* _Task brief_
Duplicate everything in the Oak Ridge cleanup text from "In Melton Valley, grassy" down to "and restoring wetlands.", word for word.
[[ Document text open ]]
Remediation work covers 2,100 hectares contaminated by radio­active elements, mercury, asbestos, PCBs, or industrial waste. To date, the project has disposed of more than 500,000 cubic meters of waste—most of it a legacy of Cold War operations—from across the reservation, safely and on time. Radioactive scrap metal, contaminated soil, construction debris, organic liquids, wastewater, and sludge residues filled 27,000 containers, including concrete casks, large metal boxes, and shipping containers. If laid out on a football field, the material would have created a pile more than nine meters high. Moving the waste to disposal facilities in Tennessee, Nevada, and Utah eliminated temporary storage and maintenance costs. Gerald Boyd, manager of DOE’s Oak Ridge office, called it “a major accomplishment.”

In Melton Valley, grassy slopes now cover 58 hectares that in the past were used to dispose of some 155 million liters of liquid waste and 2.9 million cubic meters of solid waste. The project team used a technique called “hydrologic isolation,” in which an impermeable barrier is constructed to prevent rainwater from percolating through the waste and possibly contaminating water supplies. Other work in Melton Valley included removing spent nuclear fuel and contaminated soil, demolishing structures, and restoring wetlands.

“Anyone familiar with East Tennessee Technology Park who hasn’t visited in a while would be amazed at the changes taking place there,” says Stephen McCracken, DOE Oak Ridge office assistant manager for environmental management. Accomplishments to date include:

  • As of August 2006, shipping 5,300 steel cylinders of uranium hexa­fluoride (88 percent of the total) to DOE’s Portsmouth Gaseous Diffusion Plant in Ohio for processing. Each cylinder holds 12.7 tonnes of uranium hexafluoride—a hazardous byproduct of the uranium enrichment process used at Oak Ridge until the mid-1980s.
  • Tripling the disposal capacity of an environmental waste management facility to 917,000 cubic meters.
  • Demolishing several hundred buildings at the East Tennessee Technology Park, including K-29, which is one of five huge gaseous diffusion facilities built in the 1940s and 1950s as part of the U.S. government’s Manhattan Project.
[[ Document text closed ]]
[[ Entries provided open ]]
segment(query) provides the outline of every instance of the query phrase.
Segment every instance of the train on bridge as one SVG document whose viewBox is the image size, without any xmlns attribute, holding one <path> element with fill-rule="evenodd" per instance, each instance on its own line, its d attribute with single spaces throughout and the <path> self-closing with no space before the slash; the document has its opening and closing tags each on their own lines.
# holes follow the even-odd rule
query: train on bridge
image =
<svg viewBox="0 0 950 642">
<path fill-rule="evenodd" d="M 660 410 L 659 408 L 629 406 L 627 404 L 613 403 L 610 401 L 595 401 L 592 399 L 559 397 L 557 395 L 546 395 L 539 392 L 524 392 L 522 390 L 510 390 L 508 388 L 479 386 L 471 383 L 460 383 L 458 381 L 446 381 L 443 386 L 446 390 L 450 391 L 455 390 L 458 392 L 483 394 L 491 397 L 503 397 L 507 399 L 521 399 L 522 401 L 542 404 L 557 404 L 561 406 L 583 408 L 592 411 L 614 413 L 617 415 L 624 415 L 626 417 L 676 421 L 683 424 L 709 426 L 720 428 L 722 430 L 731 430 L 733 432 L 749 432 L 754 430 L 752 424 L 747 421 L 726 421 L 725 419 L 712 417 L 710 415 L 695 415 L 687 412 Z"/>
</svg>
[[ Entries provided closed ]]
* _Solution to this exercise_
In Melton Valley, grassy slopes now cover 58 hectares that in the past were used to dispose of some 155 million liters of liquid waste and 2.9 million cubic meters of solid waste. The project team used a technique called “hydrologic isolation,” in which an impermeable barrier is constructed to prevent rainwater from percolating through the waste and possibly contaminating water supplies. Other work in Melton Valley included removing spent nuclear fuel and contaminated soil, demolishing structures, and restoring wetlands.